● **EXERCICE BREF**: Dans le texte à lire ci-dessous, relevez tout ce que se cherchent les protagonistes des treize récits, présentés comme des « artistes fragiles du quotidien ».

● **TEXTE À LIRE**:
On dit de ce livre ... Entre le début et la fin, il y a ce fil tendu : le fil de la vie. On fait ses premiers pas, funambule timide, une ombrelle fragile entre les mains, faite de rêves et d'espoirs. Mais l'exercice est périlleux. Souvent, on hésite, on tremble, on flanche, on bascule, on se rattrape in extremis. Et on tombe aussi. Parfois il y a un filet. D'autres fois non. Chaque pas compte. Chaque pas est le premier. Chaque pas peut être le mauvais. On croit savoir. On avance. On ne sait rien. On avance. Sur le fil, toujours. De l'horizon, en rêvant. Du rasoir, en se coupant. De l'histoire, en survivant. Les protagonistes des treize récits rassemblés dans ce recueil tentent de garder l'équilibre sur ce fil cassant. Ils se croisent, s'aiment, s'ignorent, se cherchent, se percutent, se blessent, se frôlent, s'interrogent. Tombent. Se relèvent, une fois, deux fois, dix fois, ou pas, artistes fragiles du quotidien qui se cherchent un but, un horizon, une réponse, une raison... Existe en ciel.

existe_en_ciel

Moi qui ne suis ni une funambule et qui souffre atrocement du vertige, je n'avais qu'une issue en me plongeant dans ce livre : c'était d'avoir le tournis. J'ai eu beau avoir le ricanement bête et le grincement facile à l'évocation d'amours salopées, de murs bleus et de k-way nommé désir, de lire le blog de Carmina Burinée et d'en tirer un sadisme épouvantable ( ... ), je pense toutefois que rien n'aura plus d'impact que la lecture du rat de Laura et que son sujet du désir d'enfant aura raison de moi ! Entre les barquettes Lu et Axel Bauer, non merci ... j'ai le coeur au bord des lèvres. Quelle histoire ! Mazette, ça vous chamboule plus que de raison !!!

La Kiki a l'esprit retors et jouissif à vous tirer les vers du nez, non ce n'est pas ça ! en fait, elle est simplement heureuse de vous attirer jusqu'à elle et de vous faire mariner dans son jus. C'est un succès pour elle, un bonheur inavouable ... mais pourtant un crime reconnu !  ;o)

● **DOCUMENTS SOURCES**:
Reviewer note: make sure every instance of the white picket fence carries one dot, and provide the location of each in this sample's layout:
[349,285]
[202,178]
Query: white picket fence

● **EXERCICE CORRIGÉ**: un but, un horizon, une réponse, une raison